=== Required task ===
Locate every line in the entries below that contains the word "rock", and copy each of those lines. Case counts.

=== Entries supplied ===
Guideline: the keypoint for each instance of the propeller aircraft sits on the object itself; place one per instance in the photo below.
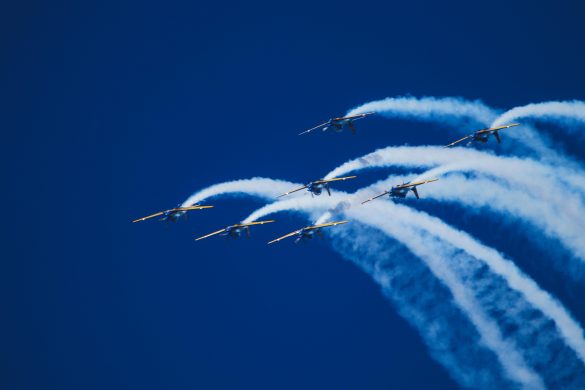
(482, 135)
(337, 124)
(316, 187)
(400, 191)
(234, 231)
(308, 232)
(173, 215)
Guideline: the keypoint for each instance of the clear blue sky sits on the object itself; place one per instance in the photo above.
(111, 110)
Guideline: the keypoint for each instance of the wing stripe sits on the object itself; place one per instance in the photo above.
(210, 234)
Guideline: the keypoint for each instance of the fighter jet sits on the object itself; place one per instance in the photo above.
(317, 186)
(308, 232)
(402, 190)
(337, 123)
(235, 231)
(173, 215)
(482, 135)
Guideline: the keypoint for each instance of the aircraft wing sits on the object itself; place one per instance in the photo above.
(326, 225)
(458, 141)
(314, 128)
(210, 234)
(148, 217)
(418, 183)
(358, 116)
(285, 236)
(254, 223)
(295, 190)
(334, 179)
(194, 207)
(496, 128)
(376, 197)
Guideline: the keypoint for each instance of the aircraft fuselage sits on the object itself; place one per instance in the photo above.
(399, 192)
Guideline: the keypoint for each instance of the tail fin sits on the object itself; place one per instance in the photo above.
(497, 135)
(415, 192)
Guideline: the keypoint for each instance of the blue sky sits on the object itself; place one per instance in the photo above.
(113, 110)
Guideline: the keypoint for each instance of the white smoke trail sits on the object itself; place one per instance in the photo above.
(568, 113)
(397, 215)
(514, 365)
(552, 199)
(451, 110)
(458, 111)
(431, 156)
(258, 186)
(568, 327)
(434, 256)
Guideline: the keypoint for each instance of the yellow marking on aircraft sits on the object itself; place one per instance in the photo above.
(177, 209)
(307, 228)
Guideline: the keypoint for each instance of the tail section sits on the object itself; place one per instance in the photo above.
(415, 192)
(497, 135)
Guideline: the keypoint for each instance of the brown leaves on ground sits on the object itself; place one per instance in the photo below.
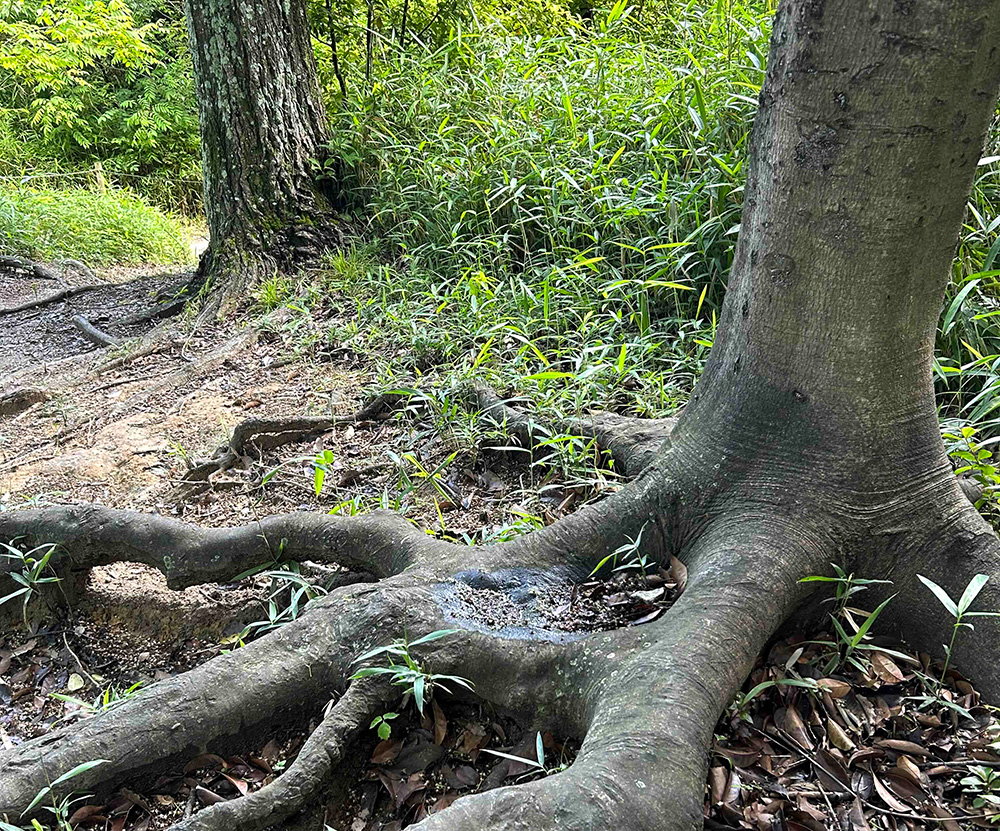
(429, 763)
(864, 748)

* * *

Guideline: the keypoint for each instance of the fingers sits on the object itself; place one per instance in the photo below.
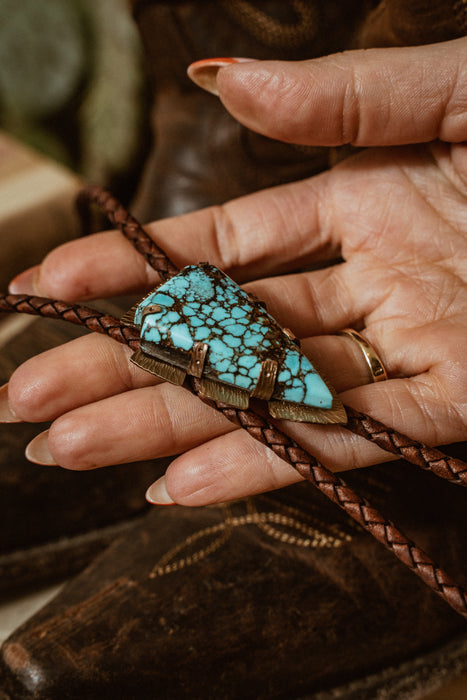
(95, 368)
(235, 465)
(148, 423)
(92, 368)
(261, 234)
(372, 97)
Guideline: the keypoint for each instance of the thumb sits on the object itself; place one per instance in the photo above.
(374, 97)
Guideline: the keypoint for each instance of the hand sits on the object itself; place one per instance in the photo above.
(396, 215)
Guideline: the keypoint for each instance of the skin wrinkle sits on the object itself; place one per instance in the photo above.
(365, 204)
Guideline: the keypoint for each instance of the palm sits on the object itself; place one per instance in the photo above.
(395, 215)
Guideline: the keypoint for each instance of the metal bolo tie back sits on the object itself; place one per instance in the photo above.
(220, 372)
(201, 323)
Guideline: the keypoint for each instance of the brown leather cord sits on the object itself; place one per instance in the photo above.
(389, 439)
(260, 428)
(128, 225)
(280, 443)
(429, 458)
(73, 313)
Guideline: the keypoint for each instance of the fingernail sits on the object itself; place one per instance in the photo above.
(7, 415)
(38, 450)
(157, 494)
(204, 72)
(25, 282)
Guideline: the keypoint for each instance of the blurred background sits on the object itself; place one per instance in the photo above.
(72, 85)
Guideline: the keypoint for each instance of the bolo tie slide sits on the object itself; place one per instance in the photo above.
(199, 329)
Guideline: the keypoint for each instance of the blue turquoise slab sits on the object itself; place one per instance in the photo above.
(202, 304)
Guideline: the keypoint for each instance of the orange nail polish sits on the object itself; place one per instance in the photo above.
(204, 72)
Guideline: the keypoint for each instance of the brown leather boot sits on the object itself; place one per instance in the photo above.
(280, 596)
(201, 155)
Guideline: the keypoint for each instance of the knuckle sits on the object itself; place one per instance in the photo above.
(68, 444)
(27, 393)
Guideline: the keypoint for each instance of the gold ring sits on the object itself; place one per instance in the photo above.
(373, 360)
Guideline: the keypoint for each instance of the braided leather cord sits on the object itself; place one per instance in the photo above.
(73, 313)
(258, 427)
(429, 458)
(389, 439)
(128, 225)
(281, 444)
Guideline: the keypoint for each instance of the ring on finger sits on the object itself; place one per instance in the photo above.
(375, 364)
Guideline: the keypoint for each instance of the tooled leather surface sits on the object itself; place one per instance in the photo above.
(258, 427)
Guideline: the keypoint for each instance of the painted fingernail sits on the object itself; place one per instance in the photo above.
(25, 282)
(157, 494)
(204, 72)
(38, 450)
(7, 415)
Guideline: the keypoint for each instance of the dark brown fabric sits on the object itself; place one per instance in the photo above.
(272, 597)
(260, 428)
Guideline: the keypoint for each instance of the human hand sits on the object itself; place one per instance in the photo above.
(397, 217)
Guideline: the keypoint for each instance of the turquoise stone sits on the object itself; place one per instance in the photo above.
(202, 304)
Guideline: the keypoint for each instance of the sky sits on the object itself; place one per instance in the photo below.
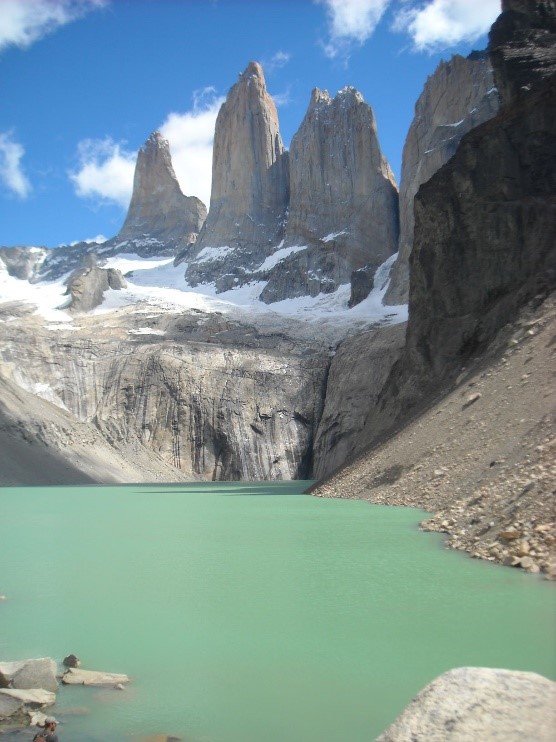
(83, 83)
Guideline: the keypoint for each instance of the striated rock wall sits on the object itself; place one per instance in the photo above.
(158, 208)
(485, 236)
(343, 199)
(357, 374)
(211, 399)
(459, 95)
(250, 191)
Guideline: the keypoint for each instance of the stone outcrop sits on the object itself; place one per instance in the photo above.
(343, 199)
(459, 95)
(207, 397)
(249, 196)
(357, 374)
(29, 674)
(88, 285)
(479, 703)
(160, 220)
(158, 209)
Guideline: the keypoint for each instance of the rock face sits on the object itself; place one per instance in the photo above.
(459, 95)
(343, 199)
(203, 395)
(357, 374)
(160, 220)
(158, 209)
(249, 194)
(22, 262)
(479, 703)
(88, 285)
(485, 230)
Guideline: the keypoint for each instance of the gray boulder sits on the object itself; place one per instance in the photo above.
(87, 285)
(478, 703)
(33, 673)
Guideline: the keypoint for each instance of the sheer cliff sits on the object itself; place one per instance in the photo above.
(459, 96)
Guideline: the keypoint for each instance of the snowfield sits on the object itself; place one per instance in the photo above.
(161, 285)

=== The result ===
Guideline: the keypoint for each instance of the striated rock wall sits on the object itself; place one per instance in the photo above.
Guideline: the keypoint for each instance of the rock face sits on the object itself; place one per instance in the photo above.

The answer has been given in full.